Unwinding Wednesday #9: CMS Should Add the Unwinding Supplemental Data to the Medicaid Performance Indicators

In last week’s Unwinding Wednesday blog, my colleague Allie Gardner noted that CMS is requiring states to provide supplemental data for monitoring the unwinding of the Medicaid continuous coverage protection. These data are in addition to the performance indicator data that states have been required to submit monthly since 2013. But … the supplemental data being reported are not unique to the unwinding; they go beyond the current performance indicators in understanding renewal outcomes and assessing how well the state is staying on top of the workload by tracking pending applications, renewals, and fair hearings. CMS should add the data required in the unwinding reports to the performance indicators now so that states continue to report them after they return to routine operations.

This isn’t the first time I’ve urged CMS to expand the performance indicator data. Back in 2013, the agency indicated that the initial set of indicators was just Phase I. What was clearly missing is data on transitions across Medicaid, CHIP and the Marketplace, as well as ineligibility and disenrollment “reason” codes that would get at the number of people denied or disenrolled for procedural (non-eligibility) reasons. Detailed denial and disenrollment codes would also be helpful in identifying strategies to avoid procedural disenrollments. For example, addressing coverage loss due to returned mail requires different strategies than disenrollment due to nonpayment of premium, and voluntary disenrollment requires no follow-up strategy at all.

I know how useful additional data can be. When I was the New Hampshire CHIP Director, my organization managed the consumer assistance hub for Medicaid and CHIP way back when mail-in applications were an advancement over applying in-person. We tracked which documents were missing (i.e., income, citizenship, etc.) to help better understand how we could assist families in completing the application process. We tracked how many applications were received incomplete and required follow-up and the average number of times we reached out to gather missing documents. We tracked transitions between Medicaid and CHIP, and more. Based on that experience, one of the first briefs I wrote after joining CCF in 2008 was entitled “Data Reporting to Assess Enrollment and Retention in Medicaid and CHIP.”

The initial set of performance indicators was a good start and, as noted above, CMS clearly intended to add additional metrics to the list. Yet, here we are nearly a decade later, without more robust data reporting requirements, not to mention that many of the performance indicators have never been publicly reported. This is why CMS needed to take the step to require states to report the supplemental data. Some of the performance indicators, including call center statistics and enrollment, are helpful but they are woefully inadequate in monitoring the unwinding of the Medicaid continuous coverage protection.

Bottom line: the supplemental data should not be limited to the unique circumstances of lifting the Medicaid continuous coverage protection. If the data are helpful in monitoring the impact of the unwinding and assessing state workloads and timeliness, they will certainly be useful in assessing enrollment and retention on an ongoing basis.

### TASK STATEMENT:
According to the Unwinding Wednesday post above, since what year have states been required to submit performance indicator data monthly?

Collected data
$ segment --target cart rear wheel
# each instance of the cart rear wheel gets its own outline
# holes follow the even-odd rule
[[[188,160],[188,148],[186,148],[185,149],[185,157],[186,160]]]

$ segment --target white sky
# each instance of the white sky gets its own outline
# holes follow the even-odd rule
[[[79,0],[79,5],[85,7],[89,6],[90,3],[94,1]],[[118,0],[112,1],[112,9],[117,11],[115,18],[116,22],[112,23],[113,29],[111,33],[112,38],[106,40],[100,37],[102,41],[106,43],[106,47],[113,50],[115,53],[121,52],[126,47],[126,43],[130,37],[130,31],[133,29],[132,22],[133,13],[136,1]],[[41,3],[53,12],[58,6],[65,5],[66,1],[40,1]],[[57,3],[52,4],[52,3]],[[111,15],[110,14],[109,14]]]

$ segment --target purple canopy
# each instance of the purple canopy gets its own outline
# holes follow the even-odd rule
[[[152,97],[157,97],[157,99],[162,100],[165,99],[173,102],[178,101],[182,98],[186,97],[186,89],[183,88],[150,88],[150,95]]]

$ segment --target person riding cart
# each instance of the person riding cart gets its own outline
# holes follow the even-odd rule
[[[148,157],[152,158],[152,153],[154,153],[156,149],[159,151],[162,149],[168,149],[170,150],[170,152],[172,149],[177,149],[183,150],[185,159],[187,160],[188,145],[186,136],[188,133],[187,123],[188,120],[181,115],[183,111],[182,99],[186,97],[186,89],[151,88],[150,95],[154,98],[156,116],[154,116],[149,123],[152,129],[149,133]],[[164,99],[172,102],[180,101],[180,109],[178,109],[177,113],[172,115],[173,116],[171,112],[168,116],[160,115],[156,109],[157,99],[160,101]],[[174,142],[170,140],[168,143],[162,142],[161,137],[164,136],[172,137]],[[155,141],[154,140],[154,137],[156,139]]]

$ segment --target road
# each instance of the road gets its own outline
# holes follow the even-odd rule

### ANSWER SECTION:
Since 2013.